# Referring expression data
_ _ _ _
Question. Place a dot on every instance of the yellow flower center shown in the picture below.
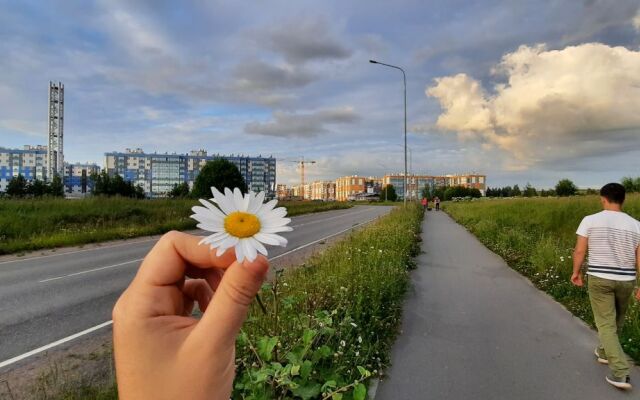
(241, 224)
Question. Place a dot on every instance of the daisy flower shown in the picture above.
(241, 221)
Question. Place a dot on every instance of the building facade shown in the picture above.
(30, 162)
(77, 178)
(158, 173)
(322, 190)
(348, 186)
(415, 183)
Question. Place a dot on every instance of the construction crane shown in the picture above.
(301, 164)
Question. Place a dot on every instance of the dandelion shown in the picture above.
(243, 222)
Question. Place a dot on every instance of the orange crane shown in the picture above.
(301, 164)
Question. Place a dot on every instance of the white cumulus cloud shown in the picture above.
(551, 104)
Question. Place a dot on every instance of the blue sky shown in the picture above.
(524, 91)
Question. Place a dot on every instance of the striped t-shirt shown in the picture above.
(613, 240)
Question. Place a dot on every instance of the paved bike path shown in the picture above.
(475, 329)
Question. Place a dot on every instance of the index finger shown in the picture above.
(169, 259)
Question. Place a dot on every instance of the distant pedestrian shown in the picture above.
(612, 239)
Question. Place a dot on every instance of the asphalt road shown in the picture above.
(475, 329)
(47, 298)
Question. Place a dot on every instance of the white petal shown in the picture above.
(256, 203)
(239, 252)
(227, 243)
(271, 238)
(212, 208)
(211, 227)
(249, 251)
(276, 229)
(238, 200)
(224, 201)
(258, 246)
(214, 237)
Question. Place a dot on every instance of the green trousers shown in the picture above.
(609, 302)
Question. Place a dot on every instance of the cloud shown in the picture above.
(636, 21)
(306, 39)
(553, 104)
(287, 124)
(257, 75)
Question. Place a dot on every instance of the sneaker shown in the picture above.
(620, 383)
(602, 359)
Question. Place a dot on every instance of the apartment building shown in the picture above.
(157, 173)
(348, 186)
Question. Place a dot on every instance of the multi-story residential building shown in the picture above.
(415, 183)
(158, 173)
(30, 162)
(476, 181)
(322, 190)
(77, 177)
(348, 186)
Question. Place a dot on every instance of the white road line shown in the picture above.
(145, 241)
(91, 270)
(102, 325)
(77, 251)
(54, 344)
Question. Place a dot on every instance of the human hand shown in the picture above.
(160, 351)
(576, 279)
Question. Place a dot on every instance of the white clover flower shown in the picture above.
(241, 221)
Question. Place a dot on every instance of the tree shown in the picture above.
(17, 186)
(180, 190)
(388, 193)
(56, 188)
(565, 187)
(529, 191)
(219, 173)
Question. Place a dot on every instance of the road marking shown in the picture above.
(77, 251)
(54, 344)
(104, 324)
(150, 240)
(90, 270)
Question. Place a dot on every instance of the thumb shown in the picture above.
(227, 310)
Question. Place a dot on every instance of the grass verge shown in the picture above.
(329, 324)
(536, 238)
(33, 224)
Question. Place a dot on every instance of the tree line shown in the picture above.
(19, 187)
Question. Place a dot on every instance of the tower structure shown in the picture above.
(55, 155)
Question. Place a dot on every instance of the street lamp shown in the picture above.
(404, 78)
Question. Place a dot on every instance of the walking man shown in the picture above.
(611, 238)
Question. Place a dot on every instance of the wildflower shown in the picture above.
(243, 222)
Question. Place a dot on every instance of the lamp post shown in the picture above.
(404, 78)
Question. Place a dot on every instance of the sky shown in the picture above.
(522, 91)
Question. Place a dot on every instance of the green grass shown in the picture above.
(34, 224)
(329, 325)
(536, 237)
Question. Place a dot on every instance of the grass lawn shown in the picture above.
(329, 324)
(536, 237)
(33, 224)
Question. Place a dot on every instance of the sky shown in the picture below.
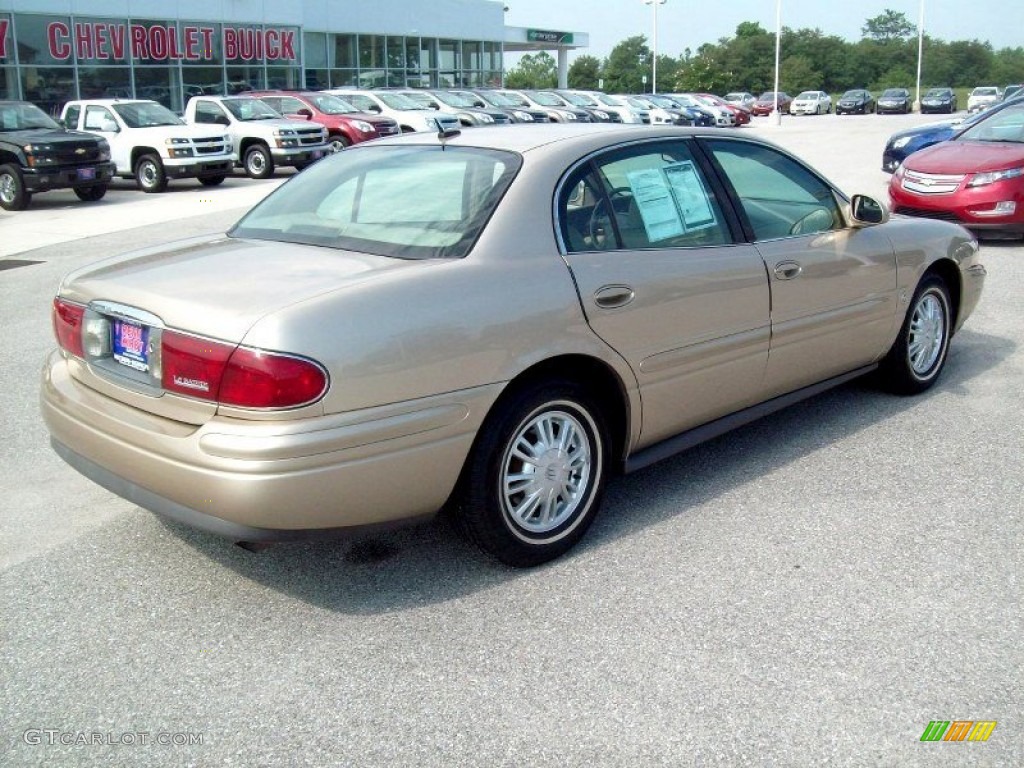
(683, 24)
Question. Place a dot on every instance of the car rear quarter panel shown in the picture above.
(450, 325)
(923, 245)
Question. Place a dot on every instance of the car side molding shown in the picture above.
(691, 437)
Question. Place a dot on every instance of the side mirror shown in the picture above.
(867, 211)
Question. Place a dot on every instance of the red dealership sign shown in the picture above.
(88, 40)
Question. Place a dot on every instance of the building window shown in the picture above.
(450, 55)
(371, 51)
(104, 82)
(8, 82)
(343, 52)
(289, 78)
(314, 47)
(43, 40)
(161, 84)
(48, 87)
(244, 79)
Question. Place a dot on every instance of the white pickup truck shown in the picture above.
(151, 143)
(262, 138)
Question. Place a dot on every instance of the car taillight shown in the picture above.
(68, 320)
(193, 366)
(242, 377)
(259, 379)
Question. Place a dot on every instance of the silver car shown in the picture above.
(493, 323)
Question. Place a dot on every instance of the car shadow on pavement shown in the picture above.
(429, 562)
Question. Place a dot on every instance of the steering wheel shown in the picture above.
(599, 224)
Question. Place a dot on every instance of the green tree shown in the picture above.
(888, 27)
(534, 71)
(585, 73)
(1008, 67)
(797, 74)
(627, 65)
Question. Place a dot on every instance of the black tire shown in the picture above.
(257, 162)
(13, 196)
(91, 194)
(150, 174)
(338, 141)
(495, 508)
(916, 357)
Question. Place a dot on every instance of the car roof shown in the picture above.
(109, 101)
(526, 137)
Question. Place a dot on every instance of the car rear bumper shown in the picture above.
(37, 180)
(268, 480)
(177, 168)
(298, 156)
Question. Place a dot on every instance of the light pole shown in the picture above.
(778, 49)
(921, 50)
(653, 62)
_ _ _ _
# Action item
The lines above must be transcribed exactly, with every picture left out.

# Reply
Question. Place a dot on every instance of the yellow flower center shown in the picture below.
(241, 224)
Question. Place a dot on every instance of the daisy flower shown in the picture above.
(241, 221)
Question. Place a dot on every instance of the building facade shown in the picture above.
(30, 162)
(77, 178)
(158, 173)
(322, 190)
(348, 186)
(415, 183)
Question. Place a dot on every instance of the construction crane shown in the picture above.
(301, 164)
Question. Place a dot on every instance of the dandelion shown in the picture above.
(243, 222)
Question. Place a dot on every instance of the orange crane shown in the picture above.
(301, 164)
Question. Place a dot on every instance of the white cumulus cloud shown in the picture above.
(551, 104)
Question. Place a dot on every instance of the blue sky shown in the picture above.
(524, 91)
Question. Place a dot on every instance of the striped t-shirt shown in the picture above.
(613, 240)
Question. Place a dot on every instance of the paved bike path shown in the picture above.
(475, 329)
Question. Place a dot on every instance of the index finger shown in the picture above.
(169, 259)
Question. Place a dot on every instance of the distant pedestrian shown in the picture above.
(612, 239)
Question. Place a dot on every instance of the asphalt road shown in the picture above.
(475, 329)
(47, 298)
Question. Place a dot on every instance of the white petal shown in the picture above.
(256, 203)
(239, 252)
(227, 243)
(271, 238)
(212, 208)
(211, 227)
(249, 251)
(276, 229)
(238, 200)
(224, 201)
(258, 246)
(214, 237)
Question. Place a dot on every instance of the green trousers shown in the picture above.
(609, 302)
Question. Place a dot on every instance of the cloud shown in the picture above.
(636, 21)
(306, 39)
(553, 104)
(287, 124)
(257, 75)
Question. Place a dot on every instance of the sneaker shown in the picture above.
(620, 383)
(602, 359)
Question. Place a dot on every instance of the apartment building shown in the picture above.
(157, 173)
(348, 186)
Question. Place a dot on every instance of the multi-story residential building shown in the picture above.
(415, 183)
(158, 173)
(30, 162)
(476, 181)
(322, 190)
(77, 177)
(348, 186)
Question. Place a dot on every instance of the white road line shown in the picture above.
(145, 241)
(91, 270)
(102, 325)
(77, 251)
(54, 344)
Question. Place a dot on every instance of the human hand shown in the picture above.
(160, 351)
(576, 279)
Question. Place a dot on every instance of the white clover flower shown in the picture above.
(241, 221)
Question. Place a dot on every instance of the tree shown in the picture above.
(17, 186)
(180, 190)
(388, 193)
(56, 188)
(565, 187)
(529, 191)
(219, 173)
Question. Place a dot on every instance of the road marking shown in the picture above.
(77, 251)
(54, 344)
(104, 324)
(150, 240)
(90, 270)
Question. Place a dot on every instance of the thumb shown in the picture above.
(227, 310)
Question. Place a dot on every instance of the grass verge shown in the picture above.
(329, 324)
(536, 238)
(33, 224)
Question. Place a dot on every instance of the tree line shown in the picture above.
(19, 187)
Question. Place a dot on every instance of the tower structure shown in the picture above.
(55, 155)
Question. Place a dot on every instance of the street lamp shown in the picture above.
(404, 78)
Question. Place a dot on every instance of the walking man shown in the picture above.
(611, 238)
Question. Place a dot on every instance of the wildflower shown in the picture above.
(243, 222)
Question. Place a dot on every instance of the lamp post shown in the picture above.
(404, 78)
Question. Place a dot on every instance of the sky shown in the picture above.
(522, 91)
Question. Place a dot on every instance of the green grass shown in the picture above.
(34, 224)
(329, 325)
(536, 237)
Question. Place a dot on every instance of the grass lawn shown in the picture above.
(329, 324)
(536, 237)
(33, 224)
Question. Place a dot on every instance of the sky shown in the picture below.
(683, 24)
Question. Place a dot on every instance of the car rear quarter panel shown in the picture above.
(450, 325)
(923, 245)
Question. Place a dot on every instance of the car side molding shown in the picture above.
(691, 437)
Question. Place a dot on every instance of the side mirror shown in the picture above.
(867, 211)
Question. Place a dot on every instance of the red dealership sign shown in the picture above.
(88, 40)
Question. Place a dot on every instance of the building window shown in the picture above.
(450, 55)
(371, 51)
(104, 82)
(8, 82)
(343, 52)
(289, 78)
(314, 47)
(43, 40)
(161, 84)
(48, 87)
(244, 79)
Question. Place a dot on every instance of the white pickup truck shown in the picture above.
(151, 143)
(262, 138)
Question. Place a dot on every instance of the car taillight shown in the picture above.
(68, 320)
(193, 366)
(242, 377)
(259, 379)
Question. Place a dot on every instance of the silver car shown in the picture above.
(493, 323)
Question. Place a dot on every instance of the car shadow on pavement shown in the picture above.
(429, 562)
Question. Place a dot on every instance of the steering wheel shown in the picture above.
(599, 224)
Question. Place a dot on every instance of the green tree shown in the picture above.
(888, 27)
(534, 71)
(585, 73)
(1008, 67)
(797, 74)
(627, 65)
Question. Place a dot on every instance of the black tire shown in the picture above.
(257, 162)
(13, 196)
(91, 194)
(150, 174)
(338, 141)
(495, 508)
(916, 357)
Question. Place a dot on every instance of the car roof shown in the picture above.
(109, 101)
(526, 137)
Question. Place a dot on every instance of the car rear bumper shown in the picture above.
(37, 180)
(268, 480)
(177, 168)
(298, 156)
Question. Place a dot on every instance of the light pole shown in the picture above.
(778, 49)
(921, 50)
(653, 62)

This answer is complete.